* **WORK TO COMPLETE**
Each line from the line holding "You are given a photograph. Locate the tan" through the last line should be written out exactly, with nothing else and no images.

* **MATERIALS PROVIDED**
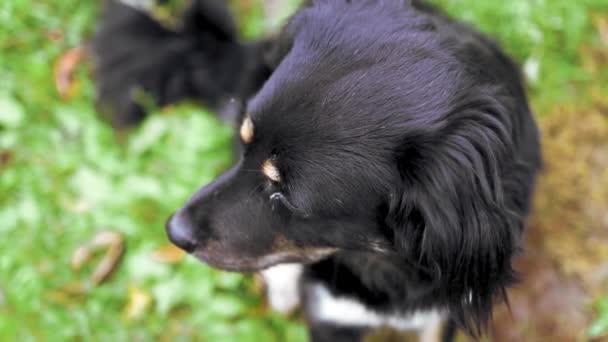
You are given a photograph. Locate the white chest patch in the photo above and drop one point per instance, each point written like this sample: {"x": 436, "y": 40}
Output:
{"x": 324, "y": 307}
{"x": 282, "y": 286}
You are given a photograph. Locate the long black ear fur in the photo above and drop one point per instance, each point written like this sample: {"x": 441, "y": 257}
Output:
{"x": 461, "y": 207}
{"x": 202, "y": 60}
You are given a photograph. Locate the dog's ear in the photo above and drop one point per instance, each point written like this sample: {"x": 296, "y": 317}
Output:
{"x": 459, "y": 212}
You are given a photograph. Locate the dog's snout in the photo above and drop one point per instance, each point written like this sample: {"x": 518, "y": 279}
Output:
{"x": 181, "y": 232}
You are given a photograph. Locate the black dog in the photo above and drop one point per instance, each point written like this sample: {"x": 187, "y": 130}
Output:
{"x": 386, "y": 147}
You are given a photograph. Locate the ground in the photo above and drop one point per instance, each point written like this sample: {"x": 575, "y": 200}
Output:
{"x": 70, "y": 186}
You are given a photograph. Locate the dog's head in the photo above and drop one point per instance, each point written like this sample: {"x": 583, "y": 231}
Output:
{"x": 365, "y": 140}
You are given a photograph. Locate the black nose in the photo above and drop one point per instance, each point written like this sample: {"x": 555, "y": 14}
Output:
{"x": 181, "y": 232}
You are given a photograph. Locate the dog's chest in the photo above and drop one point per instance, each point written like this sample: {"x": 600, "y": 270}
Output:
{"x": 284, "y": 295}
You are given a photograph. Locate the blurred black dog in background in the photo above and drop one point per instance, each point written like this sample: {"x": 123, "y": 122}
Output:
{"x": 389, "y": 157}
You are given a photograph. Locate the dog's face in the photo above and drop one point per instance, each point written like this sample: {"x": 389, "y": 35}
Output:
{"x": 314, "y": 179}
{"x": 394, "y": 139}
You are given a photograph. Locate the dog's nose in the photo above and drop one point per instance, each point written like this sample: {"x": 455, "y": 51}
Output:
{"x": 181, "y": 232}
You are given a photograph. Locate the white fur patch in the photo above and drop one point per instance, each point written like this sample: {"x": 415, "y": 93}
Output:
{"x": 247, "y": 130}
{"x": 324, "y": 307}
{"x": 271, "y": 171}
{"x": 282, "y": 286}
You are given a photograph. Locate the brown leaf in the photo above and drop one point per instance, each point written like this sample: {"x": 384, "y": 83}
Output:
{"x": 139, "y": 303}
{"x": 168, "y": 254}
{"x": 64, "y": 71}
{"x": 110, "y": 242}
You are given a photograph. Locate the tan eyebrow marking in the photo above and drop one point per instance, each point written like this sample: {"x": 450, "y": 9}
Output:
{"x": 247, "y": 130}
{"x": 271, "y": 171}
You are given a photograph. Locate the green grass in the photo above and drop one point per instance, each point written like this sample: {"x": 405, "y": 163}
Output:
{"x": 65, "y": 175}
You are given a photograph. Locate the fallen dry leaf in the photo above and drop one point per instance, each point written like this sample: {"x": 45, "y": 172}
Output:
{"x": 110, "y": 242}
{"x": 139, "y": 303}
{"x": 168, "y": 254}
{"x": 64, "y": 71}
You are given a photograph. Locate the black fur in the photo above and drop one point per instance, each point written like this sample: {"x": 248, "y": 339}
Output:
{"x": 403, "y": 139}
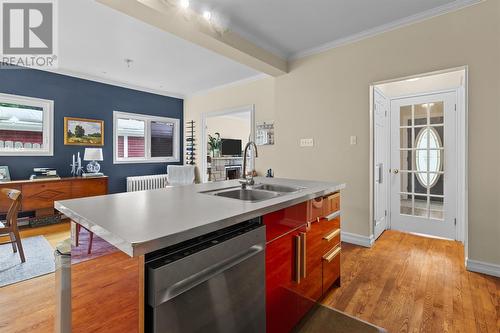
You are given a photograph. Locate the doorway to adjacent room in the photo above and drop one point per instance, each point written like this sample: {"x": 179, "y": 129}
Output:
{"x": 224, "y": 136}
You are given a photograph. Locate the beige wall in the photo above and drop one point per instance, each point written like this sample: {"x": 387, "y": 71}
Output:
{"x": 230, "y": 127}
{"x": 326, "y": 96}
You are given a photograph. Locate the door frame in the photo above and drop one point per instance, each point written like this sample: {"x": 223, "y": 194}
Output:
{"x": 373, "y": 238}
{"x": 462, "y": 152}
{"x": 203, "y": 141}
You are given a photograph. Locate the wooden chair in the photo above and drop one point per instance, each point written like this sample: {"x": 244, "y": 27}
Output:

* **SOLUTION FOR THIS TASK**
You are given a photograph. Locate the tan eyebrow marking in the photo above and drop one point per instance, each point written like this sample: {"x": 450, "y": 9}
Output:
{"x": 247, "y": 130}
{"x": 271, "y": 171}
You are given a photograph. Locate the green grass in the photo above and drop one point per instance, each point written like this sample: {"x": 405, "y": 163}
Output:
{"x": 65, "y": 175}
You are given a photograph. Locate the fallen dry leaf in the photo above and drop one point per instance, each point written like this sample: {"x": 45, "y": 172}
Output:
{"x": 110, "y": 242}
{"x": 139, "y": 303}
{"x": 168, "y": 254}
{"x": 64, "y": 71}
You are given a photograph. Locate the black fur in the photo above and drop one point per instance, each point written like this sample: {"x": 248, "y": 339}
Output:
{"x": 403, "y": 139}
You are given a photograph. Locate the doorway to adjacent room in the photo above and drop one point per instance, each point written like this sample: {"x": 179, "y": 129}
Output:
{"x": 224, "y": 136}
You are given a photograph. Locate the beige wall in the photo above and drop one point per instance, each point written like this sample: {"x": 387, "y": 71}
Output:
{"x": 230, "y": 127}
{"x": 326, "y": 96}
You are given a photograph. Locate the door frame in the photo above and drop one point per instance, each point written like this sample: {"x": 223, "y": 194}
Output:
{"x": 373, "y": 238}
{"x": 462, "y": 152}
{"x": 203, "y": 141}
You are given a photograph. Locate the wooden chair in the photo above and drop one point per instance, each point written like this sample: {"x": 244, "y": 27}
Output:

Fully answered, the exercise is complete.